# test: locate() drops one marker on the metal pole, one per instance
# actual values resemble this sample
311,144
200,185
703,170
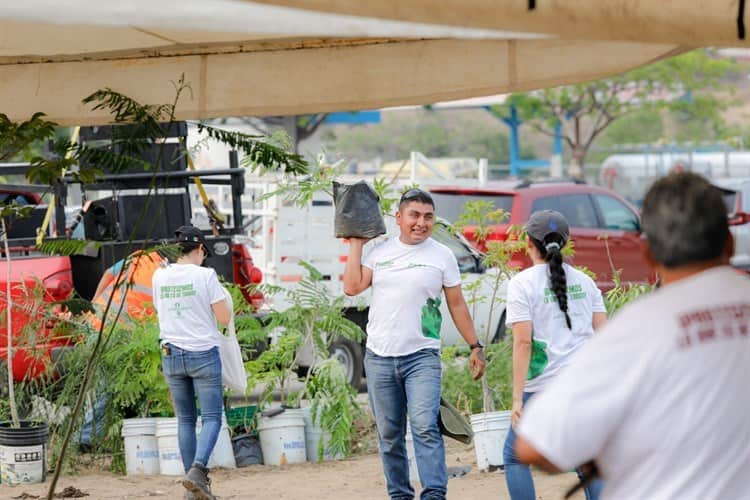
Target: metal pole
483,171
237,191
413,162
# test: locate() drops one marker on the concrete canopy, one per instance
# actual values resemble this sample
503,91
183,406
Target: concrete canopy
256,58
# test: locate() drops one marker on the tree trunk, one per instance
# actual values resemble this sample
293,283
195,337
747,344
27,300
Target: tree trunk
575,169
9,301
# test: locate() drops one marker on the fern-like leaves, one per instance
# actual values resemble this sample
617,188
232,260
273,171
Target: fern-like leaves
258,152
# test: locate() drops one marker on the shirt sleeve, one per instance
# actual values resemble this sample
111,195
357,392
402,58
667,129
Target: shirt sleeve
518,306
155,291
368,260
572,420
451,274
597,301
215,290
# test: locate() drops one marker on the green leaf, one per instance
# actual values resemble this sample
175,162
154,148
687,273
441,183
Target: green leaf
258,153
68,247
77,306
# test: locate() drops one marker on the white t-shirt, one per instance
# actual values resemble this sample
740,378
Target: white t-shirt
660,397
530,298
183,295
407,286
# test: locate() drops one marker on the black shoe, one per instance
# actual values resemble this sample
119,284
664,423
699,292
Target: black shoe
196,481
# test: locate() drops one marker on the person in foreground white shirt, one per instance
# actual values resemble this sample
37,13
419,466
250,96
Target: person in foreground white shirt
659,398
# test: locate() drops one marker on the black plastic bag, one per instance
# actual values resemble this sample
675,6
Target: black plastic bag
247,450
357,211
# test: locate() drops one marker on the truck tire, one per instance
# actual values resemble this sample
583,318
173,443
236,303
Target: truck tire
350,355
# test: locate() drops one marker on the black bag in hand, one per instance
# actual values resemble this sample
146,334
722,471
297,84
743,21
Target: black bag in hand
357,211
——
**Work instructions:** Every line in the listing above that mentions "marker" should be returned.

**Written response:**
# test: locate() drops one marker on the metal pole, one per instance
# test: locate() drops one marker on the concrete canopy, one per instance
# test: locate() drops one marker on the tree trunk, one per instance
# test: locate() drops one marker on the fern-like leaves, one per instance
# test: locate() drops one marker on the shirt sleeve, one per instance
# test: locate() drops one marker on the green leaf, one per instance
# test: locate() drops one marker on the white t-shirt, one per instance
# test: locate() drops one marker on the black shoe, one per instance
# test: locate() drops one marker on the person in foreground white shirt, one per instance
# test: locate() drops one marker on the black plastic bag, one per instance
# test: locate() drops one marker on the truck tire, one per instance
# test: locate() drops one marker on the black bag in hand, one per instance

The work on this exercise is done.